* _Tujuan_
- a) Ambil bagian dari teks tentang kepribadian yang dimulai dengan "Ciri-ciri kepribadian" dan berlanjut sampai "diri terhadap lingkungannya.".
- b) Menurut teks tentang kepribadian, berapa banyak definisi kepribadian yang ditemukan Gordon W. Allport dalam penelitian kepustakaannya?
- c) Dalam teks tentang kepribadian, ubah paragraf yang diawali "Sedangkan yang dimaksud dengan unik" menjadi daftar singkat tanpa menghilangkan fakta utamanya.

* _Teks_
• • • •
KEPRIBADIAN
Kepribadian adalah keseluruhan cara seorang
individu bereaksi dan berinteraksi dengan individu lain.[1] Kepribadian paling
sering dideskripsikan dalam istilah sifat yang bisa diukur yang ditunjukkan
oleh seseorang.[1]
Makna kepribadian
menurut pengertian sehari-hari
Disamping itu kepribadian sering diartikan sebagai ciri-ciri
yang menonjol pada diri individu, seperti kepada orang yang pemalu dikenakan
atribut “berkepribadian pemalu”. Kepada orang supel diberikan atribut
“berkepribadian supel” dan kepada orang yang plin-plan, pengecut, dan
semacamnya diberikan atribut “tidak punya kepribadian”
Definisi kepribadian
menurut psikologi
Berdasarkan psikologi, Gordon Allport menyatakan bahwa
kepribadian sebagai suatu organisasi (berbagai aspek psikis dan fisik) yang
merupakan suatu struktur dan sekaligus proses. Jadi, kepribadian merupakan
sesuatu yang dapat berubah. Secara eksplisit Allport menyebutkan, kepribadian
secara teratur tumbuh dan mengalami perubahan.
Ciri-ciri kepribadian
Para ahli tampaknya masih sangat beragam dalam memberikan
rumusan tentang kepribadian. Dalam suatu penelitian kepustakaan yang dilakukan
oleh Gordon W. Allport (Calvin S. Hall dan Gardner Lindzey, 2005) menemukan
hampir 50 definisi tentang kepribadian yang berbeda-beda. Berangkat dari studi
yang dilakukannya, akhirnya dia menemukan satu rumusan tentang kepribadian yang
dianggap lebih lengkap. Menurut pendapat dia bahwa kepribadian adalah
organisasi dinamis dalam diri individu sebagai sistem psiko-fisik yang
menentukan caranya yang unik dalam menyesuaikan diri terhadap lingkungannya.
Kata kunci dari pengertian kepribadian adalah penyesuaian diri. Scheneider
(1964) mengartikan penyesuaian diri sebagai “suatu proses respons individu baik
yang bersifat behavioral maupun mental dalam upaya mengatasi kebutuhan-kebutuhan
dari dalam diri, ketegangan emosional, frustrasi dan konflik, serta memelihara
keseimbangan antara pemenuhan kebutuhan tersebut dengan tuntutan (norma)
lingkungan.
Sedangkan yang dimaksud dengan unik bahwa kualitas perilaku
itu khas sehingga dapat dibedakan antara individu satu dengan individu lainnya.
Keunikannya itu didukung oleh keadaan struktur psiko-fisiknya, misalnya
konstitusi dan kondisi fisik, tampang, hormon, segi kognitif dan afektifnya
yang saling berhubungan dan berpengaruh, sehingga menentukan kualitas tindakan
atau perilaku individu yang bersangkutan dalam berinteraksi dengan
lingkungannya.
• • • •
* _Data yang Diberikan_
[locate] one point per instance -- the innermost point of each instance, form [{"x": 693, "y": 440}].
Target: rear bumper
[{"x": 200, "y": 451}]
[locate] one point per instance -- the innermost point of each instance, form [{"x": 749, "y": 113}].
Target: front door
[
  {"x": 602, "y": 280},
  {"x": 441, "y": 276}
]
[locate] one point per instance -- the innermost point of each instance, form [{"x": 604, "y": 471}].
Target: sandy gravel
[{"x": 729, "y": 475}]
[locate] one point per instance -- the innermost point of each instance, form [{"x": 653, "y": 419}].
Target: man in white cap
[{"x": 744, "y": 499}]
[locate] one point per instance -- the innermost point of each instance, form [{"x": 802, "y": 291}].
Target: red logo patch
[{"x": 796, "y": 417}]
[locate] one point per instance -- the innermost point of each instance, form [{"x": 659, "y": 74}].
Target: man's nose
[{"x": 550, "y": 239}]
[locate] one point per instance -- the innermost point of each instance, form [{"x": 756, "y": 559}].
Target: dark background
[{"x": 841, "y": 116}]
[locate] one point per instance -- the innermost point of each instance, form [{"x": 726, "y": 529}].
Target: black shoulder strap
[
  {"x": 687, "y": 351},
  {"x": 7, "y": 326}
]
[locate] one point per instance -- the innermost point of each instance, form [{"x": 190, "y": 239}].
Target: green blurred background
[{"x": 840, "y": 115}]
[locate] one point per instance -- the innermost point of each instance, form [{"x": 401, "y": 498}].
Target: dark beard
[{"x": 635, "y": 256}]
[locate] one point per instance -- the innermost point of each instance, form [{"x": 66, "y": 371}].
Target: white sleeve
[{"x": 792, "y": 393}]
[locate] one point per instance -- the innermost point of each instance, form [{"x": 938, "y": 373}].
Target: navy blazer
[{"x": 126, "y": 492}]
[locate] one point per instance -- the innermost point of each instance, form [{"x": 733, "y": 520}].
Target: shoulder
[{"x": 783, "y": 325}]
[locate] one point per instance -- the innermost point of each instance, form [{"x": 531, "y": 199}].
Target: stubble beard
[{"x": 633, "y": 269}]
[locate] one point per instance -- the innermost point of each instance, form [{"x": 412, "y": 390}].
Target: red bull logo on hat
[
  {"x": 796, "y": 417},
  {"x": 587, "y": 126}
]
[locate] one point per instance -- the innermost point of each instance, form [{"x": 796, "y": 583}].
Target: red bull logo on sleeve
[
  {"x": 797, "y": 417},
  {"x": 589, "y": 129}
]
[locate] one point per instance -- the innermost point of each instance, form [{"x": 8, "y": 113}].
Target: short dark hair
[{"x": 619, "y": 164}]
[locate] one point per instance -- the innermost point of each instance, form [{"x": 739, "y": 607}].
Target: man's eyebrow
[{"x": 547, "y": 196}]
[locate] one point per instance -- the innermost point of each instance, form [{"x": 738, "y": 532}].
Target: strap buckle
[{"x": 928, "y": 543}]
• • • •
* _Jawaban Tiap Tugas_
- a)
Ciri-ciri kepribadian
Para ahli tampaknya masih sangat beragam dalam memberikan
rumusan tentang kepribadian. Dalam suatu penelitian kepustakaan yang dilakukan
oleh Gordon W. Allport (Calvin S. Hall dan Gardner Lindzey, 2005) menemukan
hampir 50 definisi tentang kepribadian yang berbeda-beda. Berangkat dari studi
yang dilakukannya, akhirnya dia menemukan satu rumusan tentang kepribadian yang
dianggap lebih lengkap. Menurut pendapat dia bahwa kepribadian adalah
organisasi dinamis dalam diri individu sebagai sistem psiko-fisik yang
menentukan caranya yang unik dalam menyesuaikan diri terhadap lingkungannya.

- b) Hampir 50 definisi kepribadian yang berbeda-beda.

- c)
- Unik berarti kualitas perilaku seseorang itu khas, sehingga satu individu bisa dibedakan dari individu lainnya.
- Keunikan ini didukung oleh struktur psiko-fisik, misalnya konstitusi dan kondisi fisik, tampang, hormon, serta segi kognitif dan afektif.
- Unsur-unsur tersebut saling berhubungan dan berpengaruh, sehingga menentukan kualitas tindakan atau perilaku individu saat berinteraksi dengan lingkungannya.